___ Texte extrait

Dossier : 2012-3991(EI)

ENTRE :

JESUS GUEVERA,

appelant,

et

 

LE MINISTRE DU REVENU NATIONAL,

intimé.

 

 

[TRADUCTION FRANÇAISE OFFICIELLE]

 

 

MOTIFS DU JUGEMENT

(Rendus oralement à l’audience le 12 avril 2013,

à Vancouver (Colombie‑Britannique)).

 

La juge V.A. Miller

 

[1]             L’appelant interjette appel d’une décision rendue par le ministre du Revenu national (le « ministre »), décision selon laquelle l’appelant n’occupait pas un emploi assurable auprès de la société Tricon Pacific Contracting Ltd. (le « payeur ») durant la période allant du 1er juillet 2010 au 10 octobre 2010.

 

[2]             Les témoins à l’audience étaient l’appelant et Alex Chang.

 

[3]             Le payeur exerçait ses activités dans le domaine de la construction d’habitations neuves et de la rénovation d’habitations existantes. Il a été constitué en société en 2008, et a commencé ses activités en 2009. Alex Chang était son unique actionnaire.

 

[4]             Avant 2009, M. Chang avait exploité la société FCH Construction Ltd., et l’entreprise de cette société avait été transférée au payeur en 2009.

 

[5]             L’appelant avait une entreprise de peinture qu’il exploitait comme une entreprise individuelle sous le nom de Prism Coating and Design.

 

[6]             Selon la preuve, l’appelant avait travaillé auprès de diverses sociétés de M. Chang depuis 1996. M. Chang a témoigné que l’appelant travaillait à la fois comme gestionnaire du payeur et comme entrepreneur indépendant auprès du payeur. La situation d’emploi de l’appelant variait en fonction du flux de trésorerie du payeur. Si le flux de trésorerie du payeur était suffisant, l’appelant était employé par le payeur comme gestionnaire de ses nombreux projets. Parfois, lorsque le payeur n’avait pas suffisamment d’argent, il donnait un de ses propres clients à l’appelant pour que celui‑ci puisse terminer l’exécution du contrat et être rémunéré par le client.

 

[7]             Durant la période, les tâches dont l’appelant devait s’acquitter auprès du payeur consistaient à gérer les chantiers du payeur afin de veiller à ce que le travail soit exécuté correctement par le personnel du payeur. En outre, l’appelant commandait et ramassait les matériaux nécessaires pour l’exécution des divers travaux. Il bénéficiait de la protection offerte par la Commission des accidents du travail à laquelle le payeur versait des cotisations.

 

[8]             À la lumière du témoignage de M. Chang, j’ai conclu que ce dernier pensait que l’appelant était un employé durant la période. M. Chang pensait qu’il ne pouvait pas donner de relevé d’emploi (« RE ») à l’appelant pour cette période, parce que le payeur faisait l’objet d’une vérification par l’Agence du revenu du Canada (l’« ARC »). La Cour n’a jamais reçu d’explication quant à la relation entre le fait de délivrer un RE et la vérification menée par l’ARC.

______

Consigne:
Répondez aux questions suivantes à l'aide des motifs du jugement ci-dessus.
1. Dans quelle ville les motifs ont-ils été rendus oralement à l'audience ?
2. Sous quel nom l'appelant exploitait-il son entreprise de peinture ?
3. Qui était l'unique actionnaire du payeur ?

___ Données fournies

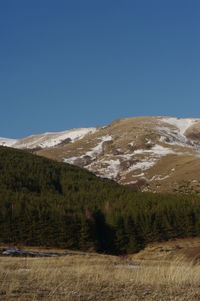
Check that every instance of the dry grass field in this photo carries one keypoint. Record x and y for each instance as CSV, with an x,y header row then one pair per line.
x,y
100,277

______

Corrigé:
1. À Vancouver (Colombie-Britannique).
2. Sous le nom de Prism Coating and Design.
3. Alex Chang.